After a cheeky stunt in a pre-season friendly, Huddersfield Town Football Club have received a fine of £50,000 ($61,610) by the English Football Association for wearing a kit that breached advertising regulations.
The kit, which was worn for a single pre-season game against Rochdale, sported a large diagonal ‘sash’ design belonging to gambling firm Paddy Power across the shirt. However, in the official Football Association rules, the F.A. regulation C.2(i) states that advertising must consist of “one single area on the front of the shirt, not exceeding 250 square centimetres”. Clearly, a two-foot banner in bright green nudged past those boundaries a little.
Ironically, while Huddersfield will pay their fine, they had already removed the shirt sponsor, claiming that they will wear no sponsor on the front of their home shirts this season as a comment of the recent swathe of gambling firms advertising on football shirts and the potential issue that it provokes, linking gambling ever tighter to the game of football.

HOW TO COMPLETE THIS TASK
Write out the part of the Huddersfield kit fine article from "The kit, which" to "boundaries a little.", word for word.

MATERIAL SHOWN
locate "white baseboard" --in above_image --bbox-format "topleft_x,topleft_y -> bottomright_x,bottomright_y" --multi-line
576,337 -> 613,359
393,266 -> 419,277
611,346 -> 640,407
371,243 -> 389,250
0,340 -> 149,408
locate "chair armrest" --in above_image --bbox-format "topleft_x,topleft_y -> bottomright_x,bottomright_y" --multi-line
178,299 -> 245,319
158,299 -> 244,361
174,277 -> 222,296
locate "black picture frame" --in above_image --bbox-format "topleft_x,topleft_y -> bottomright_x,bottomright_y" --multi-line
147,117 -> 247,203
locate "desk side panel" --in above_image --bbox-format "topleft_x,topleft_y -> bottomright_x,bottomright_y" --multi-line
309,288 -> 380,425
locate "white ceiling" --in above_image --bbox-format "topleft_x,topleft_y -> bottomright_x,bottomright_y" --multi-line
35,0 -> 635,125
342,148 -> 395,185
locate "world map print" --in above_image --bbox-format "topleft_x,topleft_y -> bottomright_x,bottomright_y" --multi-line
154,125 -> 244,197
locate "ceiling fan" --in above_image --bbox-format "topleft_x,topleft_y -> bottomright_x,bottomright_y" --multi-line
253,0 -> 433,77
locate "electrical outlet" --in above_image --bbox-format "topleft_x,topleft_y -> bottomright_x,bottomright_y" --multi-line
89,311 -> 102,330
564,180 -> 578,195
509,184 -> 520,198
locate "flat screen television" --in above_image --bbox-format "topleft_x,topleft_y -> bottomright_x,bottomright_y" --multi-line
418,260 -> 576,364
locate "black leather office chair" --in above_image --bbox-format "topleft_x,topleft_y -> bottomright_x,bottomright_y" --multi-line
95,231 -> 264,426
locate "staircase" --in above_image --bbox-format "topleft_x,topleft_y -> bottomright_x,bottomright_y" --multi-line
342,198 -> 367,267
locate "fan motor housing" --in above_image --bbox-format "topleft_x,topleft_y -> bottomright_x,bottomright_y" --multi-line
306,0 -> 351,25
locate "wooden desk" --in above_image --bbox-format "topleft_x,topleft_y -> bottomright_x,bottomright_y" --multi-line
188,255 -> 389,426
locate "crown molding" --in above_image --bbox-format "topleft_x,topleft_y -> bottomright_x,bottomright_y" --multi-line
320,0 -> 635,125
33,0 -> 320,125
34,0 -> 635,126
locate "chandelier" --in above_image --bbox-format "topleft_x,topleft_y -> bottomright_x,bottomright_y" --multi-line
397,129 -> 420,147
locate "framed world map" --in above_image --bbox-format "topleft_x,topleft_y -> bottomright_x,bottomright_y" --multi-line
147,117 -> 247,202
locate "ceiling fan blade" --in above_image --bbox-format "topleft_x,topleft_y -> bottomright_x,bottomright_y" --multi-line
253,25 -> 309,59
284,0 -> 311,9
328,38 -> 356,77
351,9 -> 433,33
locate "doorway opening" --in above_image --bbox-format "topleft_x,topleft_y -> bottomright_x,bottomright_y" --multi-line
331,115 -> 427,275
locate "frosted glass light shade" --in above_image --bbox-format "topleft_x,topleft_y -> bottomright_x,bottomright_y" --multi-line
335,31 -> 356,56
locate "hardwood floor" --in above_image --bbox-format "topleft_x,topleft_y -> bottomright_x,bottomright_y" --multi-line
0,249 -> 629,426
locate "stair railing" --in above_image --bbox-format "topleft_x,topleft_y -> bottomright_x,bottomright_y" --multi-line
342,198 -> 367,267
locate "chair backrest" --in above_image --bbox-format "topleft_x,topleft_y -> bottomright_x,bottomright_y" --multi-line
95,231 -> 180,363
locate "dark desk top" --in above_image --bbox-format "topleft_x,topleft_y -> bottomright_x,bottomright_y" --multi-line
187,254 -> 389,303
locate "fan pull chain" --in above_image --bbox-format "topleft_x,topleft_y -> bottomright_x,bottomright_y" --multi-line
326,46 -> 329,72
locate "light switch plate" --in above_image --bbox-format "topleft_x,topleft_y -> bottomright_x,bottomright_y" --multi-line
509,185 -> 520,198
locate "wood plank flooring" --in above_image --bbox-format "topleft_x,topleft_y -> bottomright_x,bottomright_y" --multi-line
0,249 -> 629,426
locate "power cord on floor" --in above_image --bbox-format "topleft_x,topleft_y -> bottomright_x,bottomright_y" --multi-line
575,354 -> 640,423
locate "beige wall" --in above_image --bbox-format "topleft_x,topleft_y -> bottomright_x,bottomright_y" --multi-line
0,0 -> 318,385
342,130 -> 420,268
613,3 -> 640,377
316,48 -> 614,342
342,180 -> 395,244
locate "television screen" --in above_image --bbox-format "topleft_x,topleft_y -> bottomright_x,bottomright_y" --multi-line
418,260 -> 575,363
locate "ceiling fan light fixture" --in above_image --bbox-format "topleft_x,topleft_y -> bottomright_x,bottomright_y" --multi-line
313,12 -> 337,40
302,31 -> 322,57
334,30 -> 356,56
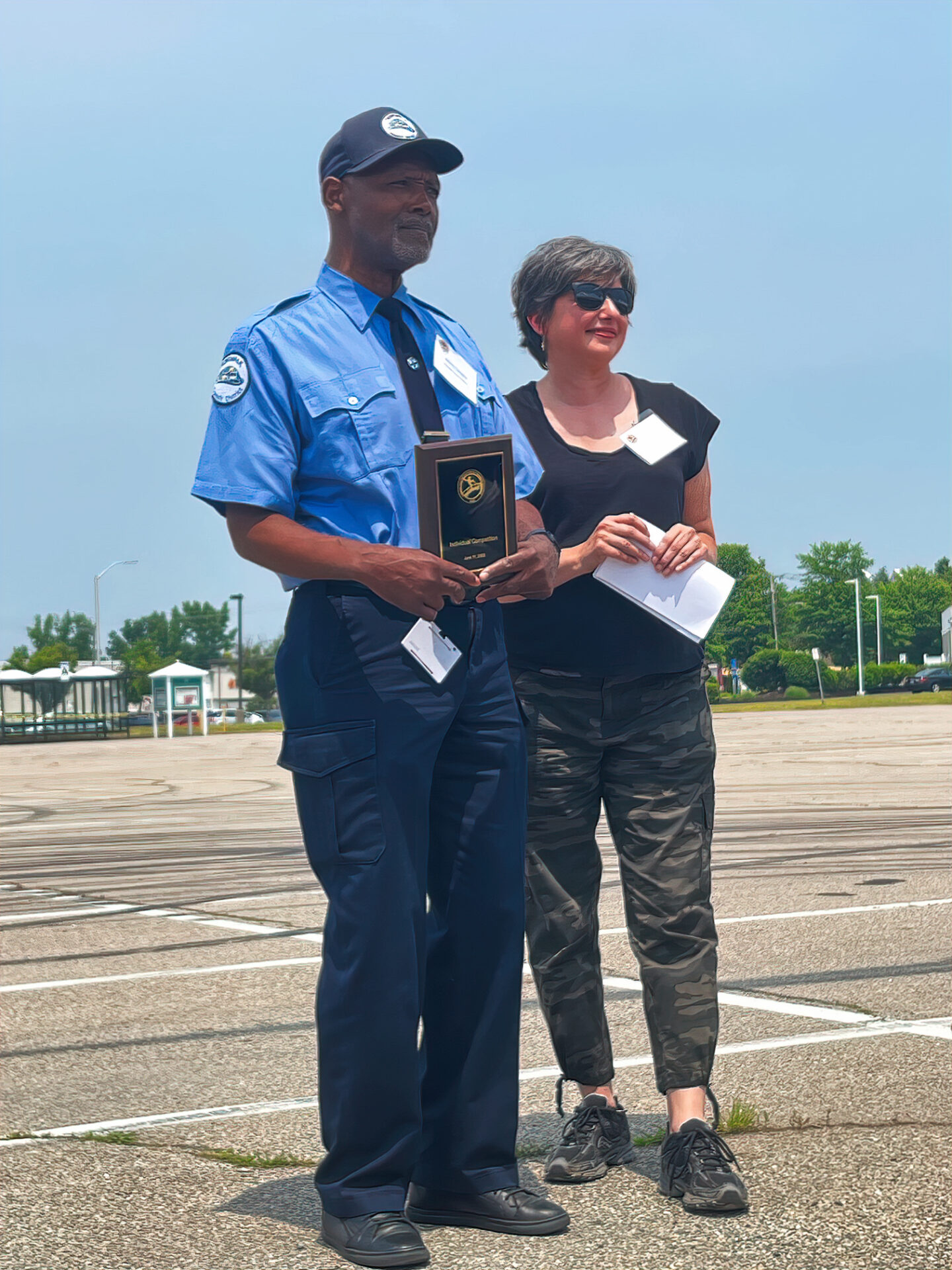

RESPONSE TO THE EXERCISE
The kit, which was worn for a single pre-season game against Rochdale, sported a large diagonal ‘sash’ design belonging to gambling firm Paddy Power across the shirt. However, in the official Football Association rules, the F.A. regulation C.2(i) states that advertising must consist of “one single area on the front of the shirt, not exceeding 250 square centimetres”. Clearly, a two-foot banner in bright green nudged past those boundaries a little.